Aim of the task — Reproduce every entry exactly, without alteration.

Entries from a pointing dataset —
----------

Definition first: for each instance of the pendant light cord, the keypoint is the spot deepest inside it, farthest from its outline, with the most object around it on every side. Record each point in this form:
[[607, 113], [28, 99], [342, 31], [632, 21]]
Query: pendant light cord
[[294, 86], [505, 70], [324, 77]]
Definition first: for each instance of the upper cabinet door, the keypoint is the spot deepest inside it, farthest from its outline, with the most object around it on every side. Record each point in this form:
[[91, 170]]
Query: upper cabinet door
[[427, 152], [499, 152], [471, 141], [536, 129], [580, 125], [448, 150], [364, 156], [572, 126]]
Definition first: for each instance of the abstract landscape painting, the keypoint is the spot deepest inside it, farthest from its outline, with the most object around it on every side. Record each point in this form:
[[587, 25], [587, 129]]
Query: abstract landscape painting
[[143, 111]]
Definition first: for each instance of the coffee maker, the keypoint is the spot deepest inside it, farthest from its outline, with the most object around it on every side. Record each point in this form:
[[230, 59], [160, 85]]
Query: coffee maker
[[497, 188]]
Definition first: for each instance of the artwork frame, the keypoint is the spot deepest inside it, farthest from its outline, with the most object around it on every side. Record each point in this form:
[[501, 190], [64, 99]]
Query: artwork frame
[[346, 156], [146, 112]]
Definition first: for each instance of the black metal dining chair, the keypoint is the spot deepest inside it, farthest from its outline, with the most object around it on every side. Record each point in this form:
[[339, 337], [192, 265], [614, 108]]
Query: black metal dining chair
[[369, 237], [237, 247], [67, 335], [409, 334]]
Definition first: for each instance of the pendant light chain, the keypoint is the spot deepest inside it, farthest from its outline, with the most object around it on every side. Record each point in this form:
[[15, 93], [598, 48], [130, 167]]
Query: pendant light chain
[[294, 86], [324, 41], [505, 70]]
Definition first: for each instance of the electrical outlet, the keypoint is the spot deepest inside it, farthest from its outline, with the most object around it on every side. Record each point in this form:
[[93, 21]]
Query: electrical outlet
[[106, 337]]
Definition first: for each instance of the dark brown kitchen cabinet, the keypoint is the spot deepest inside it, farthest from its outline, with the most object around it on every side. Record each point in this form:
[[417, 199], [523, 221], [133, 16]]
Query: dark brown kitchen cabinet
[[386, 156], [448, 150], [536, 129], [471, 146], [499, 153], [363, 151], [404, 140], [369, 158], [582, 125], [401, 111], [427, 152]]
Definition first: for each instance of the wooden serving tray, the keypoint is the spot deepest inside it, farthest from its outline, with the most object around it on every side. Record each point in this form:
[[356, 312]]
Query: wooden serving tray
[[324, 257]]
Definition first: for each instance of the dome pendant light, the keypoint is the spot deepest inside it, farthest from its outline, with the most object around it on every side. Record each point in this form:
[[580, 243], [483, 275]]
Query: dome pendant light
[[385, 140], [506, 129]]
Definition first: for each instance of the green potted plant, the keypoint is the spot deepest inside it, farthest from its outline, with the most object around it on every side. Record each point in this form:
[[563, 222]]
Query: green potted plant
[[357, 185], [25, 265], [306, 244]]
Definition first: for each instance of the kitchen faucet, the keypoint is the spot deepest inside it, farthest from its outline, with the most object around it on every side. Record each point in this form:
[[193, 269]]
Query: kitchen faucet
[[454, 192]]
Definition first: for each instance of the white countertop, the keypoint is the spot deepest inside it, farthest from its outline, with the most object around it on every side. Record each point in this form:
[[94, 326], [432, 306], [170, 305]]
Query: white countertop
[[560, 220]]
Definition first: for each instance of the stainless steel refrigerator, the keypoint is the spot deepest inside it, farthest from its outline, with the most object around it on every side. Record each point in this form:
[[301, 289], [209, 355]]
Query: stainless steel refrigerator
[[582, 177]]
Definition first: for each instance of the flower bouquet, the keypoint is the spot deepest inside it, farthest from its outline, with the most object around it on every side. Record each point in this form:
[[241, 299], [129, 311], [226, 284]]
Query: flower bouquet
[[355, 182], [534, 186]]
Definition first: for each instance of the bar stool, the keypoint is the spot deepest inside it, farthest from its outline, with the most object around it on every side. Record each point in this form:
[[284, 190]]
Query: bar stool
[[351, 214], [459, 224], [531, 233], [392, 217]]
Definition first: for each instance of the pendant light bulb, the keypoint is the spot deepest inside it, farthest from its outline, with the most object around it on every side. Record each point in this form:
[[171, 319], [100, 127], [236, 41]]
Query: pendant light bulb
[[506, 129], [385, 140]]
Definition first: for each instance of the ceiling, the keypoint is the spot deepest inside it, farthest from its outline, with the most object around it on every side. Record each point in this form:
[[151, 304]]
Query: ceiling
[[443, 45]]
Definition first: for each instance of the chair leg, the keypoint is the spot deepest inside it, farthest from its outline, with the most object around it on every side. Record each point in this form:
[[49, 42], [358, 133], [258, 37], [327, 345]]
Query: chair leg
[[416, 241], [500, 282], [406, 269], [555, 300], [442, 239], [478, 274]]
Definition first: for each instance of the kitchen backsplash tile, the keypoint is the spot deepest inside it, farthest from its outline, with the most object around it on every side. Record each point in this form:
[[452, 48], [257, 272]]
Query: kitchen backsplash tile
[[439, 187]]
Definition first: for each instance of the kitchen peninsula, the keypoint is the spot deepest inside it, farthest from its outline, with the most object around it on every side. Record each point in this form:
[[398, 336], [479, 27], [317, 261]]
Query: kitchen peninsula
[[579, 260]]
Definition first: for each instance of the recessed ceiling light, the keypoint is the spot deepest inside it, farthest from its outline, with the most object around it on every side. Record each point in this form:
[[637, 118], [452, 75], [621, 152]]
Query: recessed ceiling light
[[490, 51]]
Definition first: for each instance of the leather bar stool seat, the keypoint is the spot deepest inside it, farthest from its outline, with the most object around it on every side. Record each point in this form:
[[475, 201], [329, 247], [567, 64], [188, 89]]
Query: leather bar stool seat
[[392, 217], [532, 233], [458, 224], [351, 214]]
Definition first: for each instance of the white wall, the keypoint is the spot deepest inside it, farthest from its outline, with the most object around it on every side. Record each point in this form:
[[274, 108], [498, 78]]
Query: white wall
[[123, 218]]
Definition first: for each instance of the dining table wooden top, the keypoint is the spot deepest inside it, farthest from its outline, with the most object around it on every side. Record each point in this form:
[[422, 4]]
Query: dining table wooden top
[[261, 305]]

----------

Problem solution —
Definition first: for each instance of the pendant light cord, the keypoint is the spot deepest inside it, farthest from its outline, with the most object around it on every side. Record each point in this form:
[[607, 113], [28, 99], [342, 31], [632, 21]]
Query: pendant light cord
[[294, 86], [505, 70], [324, 77]]
Definition first: for each instance of the upper cabinet door, the keypoint is the spot deepest inside it, farthest from its outline, with the most object around it on every side. Record each point in this form:
[[91, 170]]
Query: upper cabinet door
[[427, 152], [499, 152], [471, 141], [536, 129], [580, 125], [448, 150], [364, 156], [572, 126]]
Definition first: for each instance of the abstract landscape painting, the keypoint is the spot deepest inside it, farthest from its outline, with the most object around it on every side. Record each point in this form:
[[587, 25], [587, 129]]
Query: abstract landscape painting
[[143, 111]]
Definition first: for each instance of the coffee maker, the keypoint is the spot deepest inside it, farthest from its outline, with the most object around it on every side. Record each point in this form:
[[230, 59], [160, 85]]
Query: coffee maker
[[497, 188]]
Definition first: for each instance of the artwork frame, the keypoint is the spot deepest inside it, farthest from its outline, with the most object around it on every side. Record each point in this form:
[[501, 190], [64, 99]]
Query: artwork frame
[[346, 156], [146, 112]]
Definition first: for each instance of the black metal dining chair, the keypoint is the spot deepest inside it, farthest from its outline, with the most object around it on every side. Record each point in this form:
[[339, 337], [192, 265], [614, 108]]
Query: black metal dining chair
[[369, 237], [237, 247], [67, 335], [409, 334]]
Definition first: for each instance of the pendant light chain, the keypoint is the spot deepest inside it, farthest from its outline, with the most object around it on every side. Record each point in this form:
[[15, 93], [598, 48], [130, 167]]
Query: pendant light chain
[[294, 86], [324, 41], [505, 70]]
Definition first: for each instance of the electrical outlet, the keypoint is the spot deepest inside it, farthest from its outline, with the most object around it on every side. Record each point in this form:
[[93, 21]]
Query: electrical outlet
[[106, 337]]
Definition first: for each instance of the dark brown kitchen cabinet, the keypoint is the spot deepest inside it, farthest from its outline, with the most object around it on every side. Record each point in this form:
[[417, 199], [523, 221], [133, 16]]
Query: dark brown kitchen cabinet
[[386, 156], [448, 150], [536, 129], [471, 146], [499, 153], [363, 151], [404, 140], [369, 158], [582, 125], [401, 111], [427, 152]]
Definition first: for each instance of the wooden serving tray, the keypoint is the spot deepest inside it, farthest from its outline, with the most object around it on every side. Record each point in this form:
[[356, 312]]
Query: wooden serving tray
[[324, 257]]
Definition first: for each instance of the dome pendant light, the keypoint is the spot deepest inside it, farthest from its outline, with the most object around it on every side. Record each point in this form:
[[580, 243], [483, 275]]
Query: dome pendant light
[[385, 140], [506, 129]]
Definition first: for each instance of the green potted plant, the keypoint is the spot deepest inside it, farthest from its outline, with the most object around it on every side. Record each point in this form:
[[563, 222]]
Query: green potted plant
[[357, 185], [25, 265], [306, 244]]
Definition first: for each instance of the kitchen faucet, the keypoint is the spot deepest inside it, farthest from its outline, with the most object around it on every side. Record each point in this form:
[[193, 269]]
Query: kitchen faucet
[[454, 192]]
Definition first: for each instance of the white countertop, the keypoint is the spot deepest inside it, farthest from its outline, with the most object around it on every side. Record each point in this form:
[[94, 326], [432, 306], [170, 305]]
Query: white countertop
[[560, 220]]
Definition first: for each instance of the stainless steel refrigerator, the keypoint is the spot deepest inside it, farthest from its outline, with the most object around it on every side. Record each point in this form:
[[301, 289], [209, 355]]
Query: stainless steel refrigerator
[[582, 177]]
Definition first: for each instance of the flower bouquet, the keypoint is the spot deepest inside it, farthest from its outline, with the most object around it on every side. Record each point in this form:
[[241, 299], [129, 311], [226, 284]]
Query: flower bouquet
[[355, 182], [534, 186]]
Definition first: for each instance of the bar stool, the keypoint is the spot deepest inside it, farthest from its outline, with the most object around it on every side. Record each point in this form:
[[284, 190]]
Query: bar stool
[[351, 214], [459, 224], [531, 233], [392, 217]]
Definition first: for each instance of the pendant light bulb, the keypoint is the spot deepest inside it, farthest from its outline, with the most object around it on every side. Record each point in this form:
[[171, 319], [100, 127], [236, 41]]
Query: pendant light bulb
[[506, 129], [385, 140]]
Definition first: for each instance of the ceiling, the keypoint is the spot deepest inside it, farthest from its outline, with the most object around it on every side. Record each point in this form:
[[151, 304]]
Query: ceiling
[[443, 45]]
Definition first: for each instance of the chair leg, the keypoint is the spot deepest inside it, farthest from its outline, with the most object around it on every side. Record each point in this form:
[[49, 42], [358, 133], [258, 37], [327, 345]]
Query: chair leg
[[416, 241], [500, 282], [406, 269], [555, 300], [442, 239], [478, 274]]
Definition first: for each instance of the kitchen backsplash tile, the keypoint is the spot deepest inside it, farthest from its outline, with the most object around it on every side. Record each point in this form:
[[452, 48], [257, 272]]
Query: kitchen backsplash tile
[[439, 187]]
Definition first: for each instance of the kitchen peninsula, the keypoint is the spot deepest inside it, farthest from its outline, with the most object around it on every side. Record each point in this form:
[[398, 336], [479, 27], [317, 261]]
Query: kitchen peninsula
[[579, 260]]
Definition first: for each instance of the recessed ceiling light, the keypoint is the spot deepest inside it, farthest from its outline, with the most object around it on every side. Record each point in this form:
[[637, 118], [452, 75], [621, 152]]
Query: recessed ceiling light
[[490, 51]]
Definition first: for each instance of the leather bar stool seat, the keypoint is the spot deepest inside it, farthest from its outline, with the most object around it on every side. Record each point in this form:
[[475, 201], [329, 247], [567, 64], [188, 89]]
Query: leather bar stool seat
[[392, 217], [532, 233], [458, 224], [351, 214]]
Definition first: for each instance of the white wall, the keypoint is the spot deepest inside it, farthest from its outline, with the most object around it on every side. Record each point in this form:
[[274, 108], [498, 78]]
Query: white wall
[[123, 218]]
Definition first: for each instance of the dining table wooden top, the keypoint is the spot deepest inside it, farthest from its outline, with the most object around it on every side. Record each point in this form:
[[422, 4]]
Query: dining table wooden top
[[261, 305]]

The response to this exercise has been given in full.